● Items from a data source

-*-

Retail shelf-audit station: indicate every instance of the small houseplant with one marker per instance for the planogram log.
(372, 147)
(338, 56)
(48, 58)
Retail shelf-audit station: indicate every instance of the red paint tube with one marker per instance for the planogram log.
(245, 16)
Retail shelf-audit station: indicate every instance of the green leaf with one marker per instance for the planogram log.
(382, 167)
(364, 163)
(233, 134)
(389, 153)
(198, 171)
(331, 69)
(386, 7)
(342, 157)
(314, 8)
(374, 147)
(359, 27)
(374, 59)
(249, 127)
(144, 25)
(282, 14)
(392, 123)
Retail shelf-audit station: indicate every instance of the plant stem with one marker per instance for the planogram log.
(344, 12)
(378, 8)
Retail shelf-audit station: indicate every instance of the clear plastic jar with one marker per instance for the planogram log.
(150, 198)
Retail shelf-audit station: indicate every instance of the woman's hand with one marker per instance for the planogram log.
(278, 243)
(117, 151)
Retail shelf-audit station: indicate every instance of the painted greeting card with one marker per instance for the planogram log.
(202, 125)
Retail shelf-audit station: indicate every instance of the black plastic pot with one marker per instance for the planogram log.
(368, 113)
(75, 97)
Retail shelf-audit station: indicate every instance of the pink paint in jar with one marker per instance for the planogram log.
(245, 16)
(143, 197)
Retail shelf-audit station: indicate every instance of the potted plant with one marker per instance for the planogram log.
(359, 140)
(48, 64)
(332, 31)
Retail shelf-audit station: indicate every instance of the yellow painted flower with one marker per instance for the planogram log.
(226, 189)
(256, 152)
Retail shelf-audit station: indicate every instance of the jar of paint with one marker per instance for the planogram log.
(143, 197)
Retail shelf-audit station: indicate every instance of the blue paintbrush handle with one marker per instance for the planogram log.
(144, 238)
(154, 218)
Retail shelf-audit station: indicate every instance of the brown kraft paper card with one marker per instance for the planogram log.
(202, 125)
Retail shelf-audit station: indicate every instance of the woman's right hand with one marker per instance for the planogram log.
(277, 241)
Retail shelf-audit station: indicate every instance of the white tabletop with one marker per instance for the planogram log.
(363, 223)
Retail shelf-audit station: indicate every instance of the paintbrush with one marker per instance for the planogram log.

-*-

● ASSIGNMENT
Write out once more the lines above beginning at the line with "of the painted"; continue through the final line and stop there.

● RESPONSE BELOW
Retail shelf-audit station: indicate every instance of the painted greeting card with one marker per instance for the planogram log.
(202, 125)
Retail shelf-audit station: indicate every instance of the black plastic pot with one marker per instance for the planogram log.
(368, 113)
(75, 97)
Retail shelf-audit station: indicate every instance of the pink paint in jar with one marker per instance for the planogram log.
(245, 16)
(143, 197)
Retail shelf-audit station: indicate every instance of the potted plant with one marker per instance for the planogram log.
(359, 140)
(48, 64)
(332, 31)
Retail shelf-audit station: indicate every instance of the yellow painted flower with one marker per instance for the planogram log.
(226, 189)
(256, 152)
Retail shelf-audit station: indicate every instance of the jar of paint with one marker per instance for the planogram log.
(143, 197)
Retail shelf-audit station: indicate every instance of the blue paintbrush handle with one marker per instance for the planogram log.
(144, 238)
(154, 218)
Retail shelf-audit station: indicate every instance of the brown kraft paper card with one marker per instance for the planogram log.
(202, 125)
Retail shelf-audit station: indicate every instance of the woman's right hand with one marker per instance for the planogram log.
(277, 241)
Retail shelf-audit station: indicate every instance of the white tabletop with one marker per instance for the planogram log.
(363, 223)
Retail shelf-audit station: indicate every instance of the paintbrush with one marker per instance for the planogram log.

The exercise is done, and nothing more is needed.